Just as there is a fixed supply of gold on Earth, the anonymous founder of bitcoin fixed its supply at 21 million coins. In that sense, bitcoin mining is similar to a digital gold rush. Just as every gold rush ends, bitcoin mining will end one day (likely in about a century). Except you can't just sift through river water with a pan to find bitcoin. You need expensive, specialized equipment to mine it. And that equipment consumes a lot of energy.

The University of Cambridge maintains a running tracker called the Cambridge Bitcoin Electricity Consumption Index, which estimates global bitcoin energy consumption. Recent estimates peg annual usage at 142 Terawatt-hours (TWh) of energy per year, which is about a seven-fold increase over 2015. That's comparable to gold mining, which uses 131 TWh.

142 TWh is a vast amount of energy. It's more than what many entire countries use, like Norway, Sweden, and Argentina. And a cryptocurrency analytics website called Digiconomist estimates that bitcoin mining consumes 204.5 Terawatt-hours of energy per year. Only 20 countries use more power than that. It uses about 1% of global electricity production and 0.5% of global energy production.

Additionally, since a huge chunk of bitcoin mining is powered by fossil fuels, those transactions generate major greenhouse gas emissions. Digiconomist estimates bitcoin's annual carbon dioxide footprint at 114 megatons, comparable to the annual emissions of the Czech Republic. And the estimated electronic waste footprint clocks in at 34 kilotons, comparable to the annual IT small equipment waste of the Netherlands.

Going off of Digiconomist's estimates, each bitcoin transaction might use around 2,131 kilowatt-hours of electricity. That's as much as a typical American household uses over roughly two and a half months. Each transaction, on average, emits over a ton of carbon dioxide, comparable to nearly 3 million Visa credit card transactions or 200,000 hours of YouTube viewing. And each transaction generates about a third of a kilogram of electronic waste, which is roughly the mass of two iPhone 12s.

I don't know about you, but that seems more than a tad excessive, right?

All of this data begs the question: why is so much waste and pollution generated from mining something that's virtual? Shouldn't virtual mining be much less energy-intensive than physical mining since it's virtual?

* * *

* Objective:
From the passage on bitcoin's energy use, copy word for word the stretch from "All of this" through "since it's virtual?". The material after this passage is not needed.

* Data shown:
* * *

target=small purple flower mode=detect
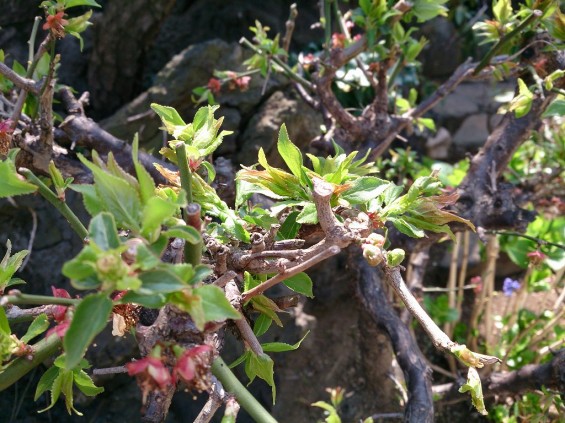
[502,278,520,297]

* * *

* Answer to this exercise:
All of this data begs the question: why is so much waste and pollution generated from mining something that's virtual? Shouldn't virtual mining be much less energy-intensive than physical mining since it's virtual?